-- Set exercise --
Please rewrite the items between the line containing "of the overcast" and the line containing "left=208, top=261, right=401, bottom=522", inclusive, as a JSON list of strings, one string per line, with blank lines skipped. Leave the pictures out of the list.

-- Excerpted records --
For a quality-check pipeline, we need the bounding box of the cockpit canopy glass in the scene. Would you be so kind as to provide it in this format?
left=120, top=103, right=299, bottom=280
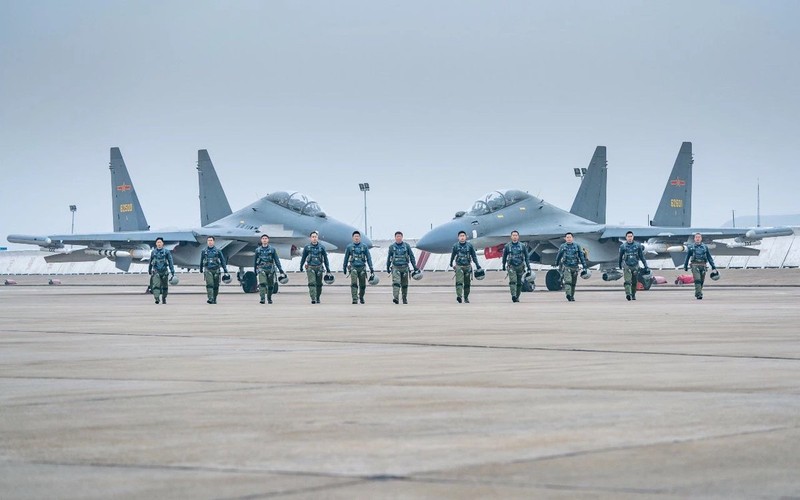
left=267, top=191, right=325, bottom=217
left=467, top=189, right=531, bottom=215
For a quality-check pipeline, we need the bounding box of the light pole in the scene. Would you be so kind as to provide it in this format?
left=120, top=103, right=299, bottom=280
left=358, top=182, right=369, bottom=236
left=69, top=205, right=78, bottom=234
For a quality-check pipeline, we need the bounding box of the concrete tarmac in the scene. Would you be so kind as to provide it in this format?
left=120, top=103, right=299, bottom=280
left=0, top=275, right=800, bottom=499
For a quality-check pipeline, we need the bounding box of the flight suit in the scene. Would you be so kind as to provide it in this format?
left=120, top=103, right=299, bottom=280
left=300, top=243, right=331, bottom=304
left=556, top=242, right=588, bottom=302
left=200, top=247, right=228, bottom=304
left=253, top=245, right=283, bottom=304
left=683, top=243, right=717, bottom=299
left=342, top=242, right=375, bottom=304
left=147, top=247, right=175, bottom=304
left=502, top=241, right=531, bottom=302
left=386, top=241, right=417, bottom=304
left=450, top=241, right=481, bottom=303
left=617, top=241, right=647, bottom=300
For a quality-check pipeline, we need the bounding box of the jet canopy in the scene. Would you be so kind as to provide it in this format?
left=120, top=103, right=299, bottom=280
left=467, top=189, right=531, bottom=215
left=267, top=191, right=326, bottom=217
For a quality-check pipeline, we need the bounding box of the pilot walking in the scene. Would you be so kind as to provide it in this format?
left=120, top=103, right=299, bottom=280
left=617, top=231, right=649, bottom=300
left=342, top=231, right=375, bottom=304
left=450, top=231, right=481, bottom=304
left=386, top=231, right=420, bottom=304
left=200, top=236, right=228, bottom=304
left=147, top=236, right=175, bottom=304
left=501, top=230, right=531, bottom=302
left=555, top=233, right=589, bottom=302
left=253, top=234, right=283, bottom=304
left=683, top=233, right=717, bottom=300
left=300, top=231, right=331, bottom=304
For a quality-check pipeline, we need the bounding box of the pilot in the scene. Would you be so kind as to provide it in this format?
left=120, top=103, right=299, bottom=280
left=386, top=231, right=419, bottom=304
left=450, top=231, right=481, bottom=304
left=617, top=231, right=648, bottom=300
left=300, top=231, right=331, bottom=304
left=200, top=236, right=228, bottom=304
left=253, top=234, right=283, bottom=304
left=501, top=230, right=531, bottom=302
left=683, top=233, right=717, bottom=300
left=342, top=231, right=375, bottom=304
left=147, top=236, right=175, bottom=304
left=555, top=233, right=589, bottom=302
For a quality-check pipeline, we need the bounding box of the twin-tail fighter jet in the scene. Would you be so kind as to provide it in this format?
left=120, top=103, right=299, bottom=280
left=8, top=148, right=372, bottom=293
left=417, top=142, right=793, bottom=290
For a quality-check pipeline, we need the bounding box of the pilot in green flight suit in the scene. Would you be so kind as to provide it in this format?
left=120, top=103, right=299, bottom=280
left=253, top=234, right=283, bottom=304
left=450, top=231, right=481, bottom=304
left=683, top=233, right=717, bottom=300
left=300, top=231, right=331, bottom=304
left=147, top=237, right=175, bottom=304
left=617, top=231, right=648, bottom=300
left=342, top=231, right=375, bottom=304
left=386, top=231, right=419, bottom=304
left=501, top=230, right=531, bottom=302
left=200, top=236, right=228, bottom=304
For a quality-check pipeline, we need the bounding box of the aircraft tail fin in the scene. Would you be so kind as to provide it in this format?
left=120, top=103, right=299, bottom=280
left=650, top=142, right=694, bottom=227
left=569, top=146, right=608, bottom=224
left=197, top=149, right=232, bottom=226
left=108, top=148, right=150, bottom=232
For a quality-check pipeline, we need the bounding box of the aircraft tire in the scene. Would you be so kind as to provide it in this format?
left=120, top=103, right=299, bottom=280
left=544, top=269, right=564, bottom=292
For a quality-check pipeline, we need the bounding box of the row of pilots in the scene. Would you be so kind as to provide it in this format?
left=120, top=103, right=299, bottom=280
left=148, top=231, right=719, bottom=304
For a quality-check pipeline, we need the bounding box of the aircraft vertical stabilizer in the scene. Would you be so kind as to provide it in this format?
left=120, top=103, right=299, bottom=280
left=108, top=148, right=150, bottom=232
left=650, top=142, right=694, bottom=227
left=569, top=146, right=608, bottom=224
left=197, top=149, right=232, bottom=226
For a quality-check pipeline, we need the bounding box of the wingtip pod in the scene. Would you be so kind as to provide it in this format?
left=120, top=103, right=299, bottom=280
left=744, top=227, right=794, bottom=241
left=6, top=234, right=64, bottom=248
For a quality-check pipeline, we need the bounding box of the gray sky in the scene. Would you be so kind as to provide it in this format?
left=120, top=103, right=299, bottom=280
left=0, top=0, right=800, bottom=248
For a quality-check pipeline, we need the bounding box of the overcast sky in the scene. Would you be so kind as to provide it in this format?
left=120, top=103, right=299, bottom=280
left=0, top=0, right=800, bottom=248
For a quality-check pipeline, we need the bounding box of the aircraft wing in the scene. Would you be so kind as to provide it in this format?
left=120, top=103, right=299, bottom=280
left=602, top=226, right=794, bottom=243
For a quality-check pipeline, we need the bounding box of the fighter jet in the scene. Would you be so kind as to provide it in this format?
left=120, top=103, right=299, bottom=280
left=8, top=148, right=372, bottom=293
left=417, top=142, right=793, bottom=290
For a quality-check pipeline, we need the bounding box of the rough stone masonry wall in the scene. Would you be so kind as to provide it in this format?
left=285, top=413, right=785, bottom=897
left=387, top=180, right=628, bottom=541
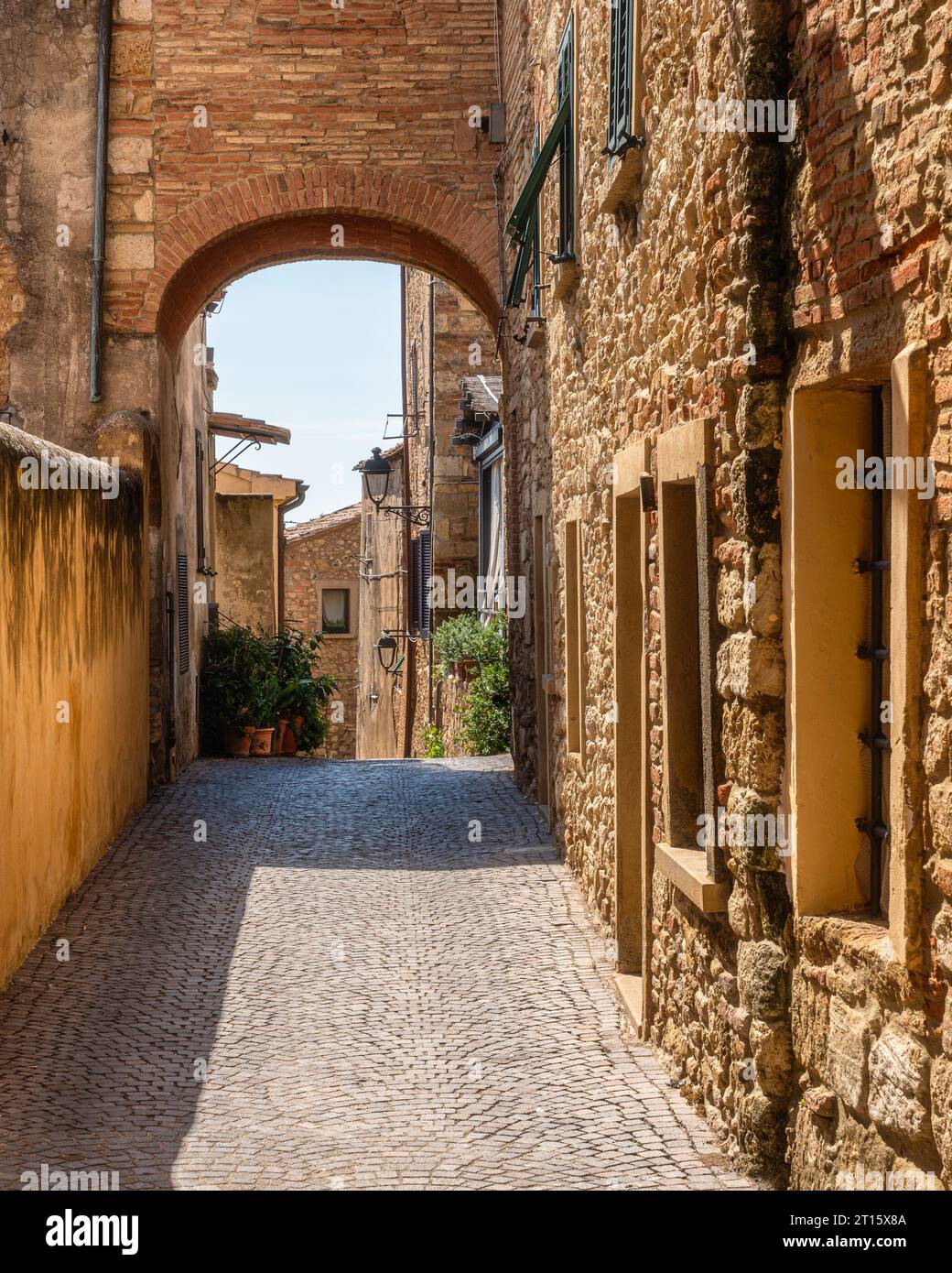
left=790, top=0, right=952, bottom=1189
left=284, top=517, right=361, bottom=760
left=0, top=424, right=149, bottom=986
left=504, top=0, right=792, bottom=1174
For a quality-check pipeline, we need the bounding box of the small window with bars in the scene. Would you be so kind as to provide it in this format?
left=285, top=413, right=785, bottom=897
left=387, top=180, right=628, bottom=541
left=606, top=0, right=635, bottom=156
left=320, top=588, right=350, bottom=636
left=554, top=14, right=575, bottom=265
left=176, top=552, right=191, bottom=675
left=855, top=386, right=892, bottom=917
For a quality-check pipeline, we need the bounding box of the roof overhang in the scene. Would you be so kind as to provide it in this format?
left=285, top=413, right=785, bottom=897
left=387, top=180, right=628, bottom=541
left=209, top=411, right=286, bottom=447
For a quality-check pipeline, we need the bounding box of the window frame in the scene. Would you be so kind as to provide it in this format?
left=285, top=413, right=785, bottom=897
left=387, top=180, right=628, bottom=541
left=319, top=582, right=356, bottom=639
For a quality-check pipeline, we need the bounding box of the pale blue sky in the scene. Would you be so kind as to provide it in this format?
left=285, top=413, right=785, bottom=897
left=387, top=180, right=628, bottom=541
left=208, top=261, right=401, bottom=522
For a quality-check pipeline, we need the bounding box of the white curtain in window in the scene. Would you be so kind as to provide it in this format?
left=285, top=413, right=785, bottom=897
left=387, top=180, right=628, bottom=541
left=485, top=456, right=505, bottom=617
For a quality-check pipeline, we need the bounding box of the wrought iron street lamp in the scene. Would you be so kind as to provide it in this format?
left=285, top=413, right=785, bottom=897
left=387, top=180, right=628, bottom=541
left=360, top=447, right=430, bottom=526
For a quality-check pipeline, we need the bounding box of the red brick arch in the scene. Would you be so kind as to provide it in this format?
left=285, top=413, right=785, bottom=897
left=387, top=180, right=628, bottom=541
left=146, top=164, right=499, bottom=347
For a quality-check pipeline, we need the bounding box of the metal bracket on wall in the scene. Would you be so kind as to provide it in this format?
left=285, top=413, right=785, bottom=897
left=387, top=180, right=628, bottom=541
left=381, top=504, right=430, bottom=526
left=211, top=434, right=261, bottom=477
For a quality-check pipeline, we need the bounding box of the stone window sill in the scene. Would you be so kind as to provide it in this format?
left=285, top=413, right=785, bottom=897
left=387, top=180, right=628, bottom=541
left=598, top=147, right=642, bottom=212
left=654, top=844, right=730, bottom=915
left=796, top=911, right=907, bottom=978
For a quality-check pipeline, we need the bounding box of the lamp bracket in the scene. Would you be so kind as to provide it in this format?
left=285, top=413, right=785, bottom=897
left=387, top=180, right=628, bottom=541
left=381, top=504, right=430, bottom=526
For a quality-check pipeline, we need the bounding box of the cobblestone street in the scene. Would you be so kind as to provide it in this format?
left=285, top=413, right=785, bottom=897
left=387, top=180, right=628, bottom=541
left=0, top=760, right=751, bottom=1189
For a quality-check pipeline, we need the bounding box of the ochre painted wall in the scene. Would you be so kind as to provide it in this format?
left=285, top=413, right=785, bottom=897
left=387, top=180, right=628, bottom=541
left=0, top=425, right=149, bottom=985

-- Result --
[
  "For a quality-check pipeline, we need the bounding box of the overcast sky in the scene. Would you be so kind as to provide it in this format?",
  "left=120, top=103, right=299, bottom=280",
  "left=0, top=0, right=800, bottom=248",
  "For a quality-check pipeline, we need the bounding box of the aircraft wing in the scene. Would you be so kind as to provide it in this format?",
  "left=120, top=103, right=299, bottom=280",
  "left=602, top=226, right=794, bottom=243",
  "For a quality-check pipeline, we need the bounding box of the fighter jet in the scene. Would you be so kind as to provide it in this format?",
  "left=120, top=103, right=299, bottom=280",
  "left=8, top=148, right=372, bottom=293",
  "left=417, top=142, right=793, bottom=290",
  "For a quality-check pipeline, we need the bounding box of the rough stone masonry wall in the scene. Would you be so kind as to provide it in this format?",
  "left=285, top=413, right=785, bottom=897",
  "left=387, top=180, right=628, bottom=541",
  "left=790, top=0, right=952, bottom=1189",
  "left=284, top=517, right=361, bottom=760",
  "left=0, top=424, right=149, bottom=986",
  "left=504, top=0, right=792, bottom=1174",
  "For a quality-check pipeline, we need the bounding box of the small window with bars in the scene. Would you be so kind as to provide it in this format?",
  "left=285, top=413, right=785, bottom=897",
  "left=387, top=180, right=628, bottom=541",
  "left=606, top=0, right=635, bottom=156",
  "left=320, top=588, right=350, bottom=636",
  "left=554, top=14, right=575, bottom=265",
  "left=176, top=552, right=191, bottom=675",
  "left=855, top=386, right=892, bottom=917",
  "For a quality-check pipeline, we need the bounding box of the roof overhang in the scene. Would you be so kind as to provide it in this format?",
  "left=285, top=413, right=785, bottom=897",
  "left=387, top=180, right=628, bottom=541",
  "left=209, top=411, right=286, bottom=447",
  "For a quality-check pipeline, we need the bounding box of the window frame in the scene. Would you be so kind as to provide it in this format?",
  "left=285, top=413, right=785, bottom=897",
  "left=387, top=180, right=628, bottom=541",
  "left=319, top=582, right=356, bottom=639",
  "For a quality-check pipeline, we need the bounding box of the pale blue sky in the scene. Would you be so kind as to provide it in this format?",
  "left=285, top=413, right=785, bottom=897",
  "left=387, top=180, right=628, bottom=541",
  "left=208, top=261, right=401, bottom=522"
]